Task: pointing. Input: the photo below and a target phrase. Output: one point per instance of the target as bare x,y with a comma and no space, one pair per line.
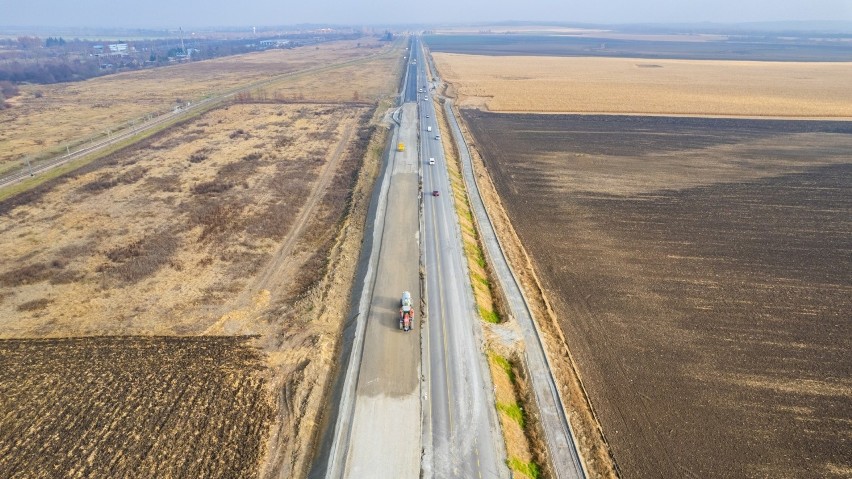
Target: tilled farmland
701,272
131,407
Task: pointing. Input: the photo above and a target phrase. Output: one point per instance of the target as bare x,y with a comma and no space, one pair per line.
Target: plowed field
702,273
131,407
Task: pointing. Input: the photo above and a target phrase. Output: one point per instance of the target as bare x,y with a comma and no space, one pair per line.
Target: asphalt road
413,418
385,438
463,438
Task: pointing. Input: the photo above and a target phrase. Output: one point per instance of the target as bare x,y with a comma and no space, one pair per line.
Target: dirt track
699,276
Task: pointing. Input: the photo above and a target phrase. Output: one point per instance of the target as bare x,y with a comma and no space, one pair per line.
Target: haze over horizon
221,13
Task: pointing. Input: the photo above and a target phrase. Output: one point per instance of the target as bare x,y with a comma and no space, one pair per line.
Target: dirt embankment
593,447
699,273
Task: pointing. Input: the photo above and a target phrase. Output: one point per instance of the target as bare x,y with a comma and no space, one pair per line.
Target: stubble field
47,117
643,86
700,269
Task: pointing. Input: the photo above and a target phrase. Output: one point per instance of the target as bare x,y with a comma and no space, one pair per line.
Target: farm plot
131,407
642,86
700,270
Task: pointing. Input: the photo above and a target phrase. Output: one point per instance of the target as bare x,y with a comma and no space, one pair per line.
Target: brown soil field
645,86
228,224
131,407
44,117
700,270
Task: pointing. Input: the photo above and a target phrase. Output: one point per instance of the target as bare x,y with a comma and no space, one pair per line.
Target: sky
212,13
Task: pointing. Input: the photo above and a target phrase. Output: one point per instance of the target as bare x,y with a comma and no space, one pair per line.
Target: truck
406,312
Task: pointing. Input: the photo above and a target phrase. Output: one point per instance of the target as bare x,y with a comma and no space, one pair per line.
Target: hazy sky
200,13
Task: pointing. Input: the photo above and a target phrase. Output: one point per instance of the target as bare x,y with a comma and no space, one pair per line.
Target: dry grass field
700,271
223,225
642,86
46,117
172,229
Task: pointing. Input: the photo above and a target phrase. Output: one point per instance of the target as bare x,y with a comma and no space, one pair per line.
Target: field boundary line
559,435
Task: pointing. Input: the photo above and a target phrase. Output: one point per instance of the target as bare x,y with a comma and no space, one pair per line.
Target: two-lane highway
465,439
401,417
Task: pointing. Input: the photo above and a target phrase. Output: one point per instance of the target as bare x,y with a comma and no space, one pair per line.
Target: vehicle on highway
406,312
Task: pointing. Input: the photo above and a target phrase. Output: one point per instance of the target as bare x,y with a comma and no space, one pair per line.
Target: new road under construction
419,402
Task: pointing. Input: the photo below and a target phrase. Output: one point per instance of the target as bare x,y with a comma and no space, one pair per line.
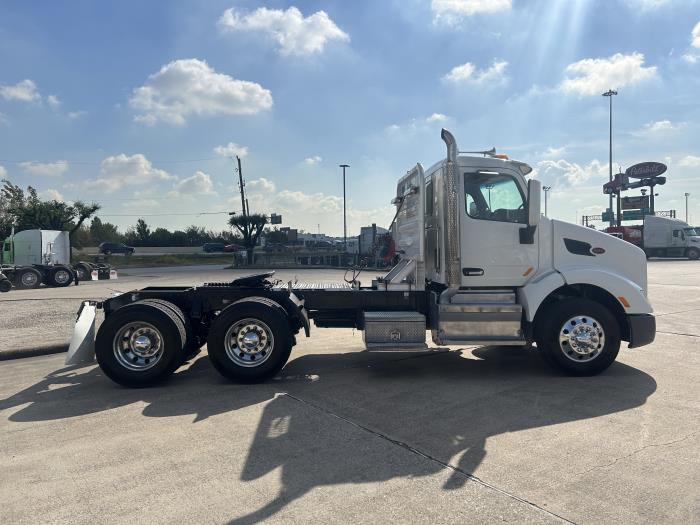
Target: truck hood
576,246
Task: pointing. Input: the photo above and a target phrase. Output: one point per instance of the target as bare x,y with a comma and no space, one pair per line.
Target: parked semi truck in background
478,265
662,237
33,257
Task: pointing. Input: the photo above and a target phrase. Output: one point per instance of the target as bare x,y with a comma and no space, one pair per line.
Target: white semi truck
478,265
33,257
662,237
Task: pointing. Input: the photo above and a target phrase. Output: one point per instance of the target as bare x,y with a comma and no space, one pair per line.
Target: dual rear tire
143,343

## Exercise requirements
Would you output the data above exactly as written, but with no images?

## Reply to the task
Task: pointing. Input: the photo below and a target phrase. Output: one point per instance of the target as bare x,y with a comma and no space, one pair per line.
Target: tilled farmland
701,272
131,407
Task: pointing. Input: the photo above and a target phrase. Output: one point per instance of the target as bare x,y with a comma and no space, one pair per line.
Target: plowed field
702,273
131,407
Task: pointing. Input: the photo above and a target phrase. Output: one point per instance of the target as bare x,y with a comma and no space, one pair per line.
Target: asphalt road
413,418
385,438
463,438
Task: pointing. Input: the photo above and a target phrase. Output: one point per instance of the target as bare x,y with a comma and no space, one pair per line.
Target: dirt track
699,276
Task: pointing. Input: the photo above and a target phrase. Output: one point per instance of the target as bare x,y with a comma and no space, one pair per line.
Target: haze over horizon
221,13
Task: pointing. Input: the photo above and a target phrase. Output: one point per instance of the target as bare x,y with a comma and no space, one pair per line.
Target: dirt embankment
593,447
699,273
Task: pointing. Input: the photo above and a target phrase. Output: one point per instance of the target as bare x,y with a comma and no space, one pair per line.
Target: stubble field
47,117
643,86
700,269
Task: pointing. Input: the photo above and a target phrase. Output: one point per instance of the target as bare x,y with a comma and no space, one pair per line.
Target: farm plot
131,407
642,86
700,270
Task: pointing. Input: the photo above and a target phrase. Output: one point per instance of the target as bare x,y with a comma and no space, one pair per line.
Target: brown soil field
645,86
228,224
131,407
44,117
700,270
Task: pointing. Input: the photo above and a target phrase. Output: one point per instance of the target as bare x,y with a comma and no space, one pair per line.
Target: sky
212,13
Task: pointing. Input: the photo above and a target phrase. Output: one point per instance of the target as bare x,y with a comma and no space, one pair per line.
Target: truck
406,312
Task: pointing. Input: the photo above and a target phrase. Output: one point per instance of the target as bare x,y with a comma and no space, one pair per line.
Target: hazy sky
200,13
Task: pointing. Input: the photo above and a target phrase. Output: one point per instance of the target as bare x,y with a comma and no space, one pair per line.
Target: dry grass field
700,271
223,225
642,86
46,117
172,229
Task: pointing. Input: the photo above and a target phrase. Output: one point per instance of the target as bare x,y with a comma and no space, one pair per line.
Target: field boundary line
559,435
Task: pointing. Input: the photo above and a target phrase. Output: one point per instance of the target as bare x,y with a comma and no space, one pair per line.
Target: two-lane highway
465,439
401,417
Task: pointing. Input: the photo above and a target phrase. Output: one point per instance of the target as bare x,y with a comma and no space, one pair per line.
Target: vehicle on highway
406,312
Task: pointing. Input: the photo above and a target phrase. Output: one point per instance of the target as bare x,y with a comma and no space, one pair per line.
Target: new road under construction
419,402
Task: pointing. Input: the photo below and a target phrase. Output: one point per instance of the target as bare x,y with a comma and no space, one pair per line.
Target: truck hood
576,246
Task: pointing. Input: the photo above and a target phrase. Output: one point per instance of the target as bare x,y with a comma and no space, one pair per line.
Target: parked semi truck in background
478,265
662,237
33,257
Task: pointing. Input: the photo above and a target phrase. Output: one point per instance of the target as bare x,y with a comma and no space, one pair per line.
Target: white semi truck
478,265
33,257
662,237
Task: pointing. Input: the photo above and a target phrase. Output: one point per instance of the target as bare x,y with a comma and no space, one pair per line.
Target: dual rear tire
143,343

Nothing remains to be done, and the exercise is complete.